Assigned task: Type out the data below in its entirety, exactly as given.
══ Record set
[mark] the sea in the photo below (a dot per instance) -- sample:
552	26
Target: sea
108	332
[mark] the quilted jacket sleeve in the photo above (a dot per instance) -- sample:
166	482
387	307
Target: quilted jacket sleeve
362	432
════
Completed exercise:
[mark] the sea in the photo below (a dot per instance) -- sample:
552	26
Target: sea
108	332
[mark] the quilted jacket sleeve in the photo above (a dot per instance) -- sample:
166	482
387	307
Target: quilted jacket sleeve
362	432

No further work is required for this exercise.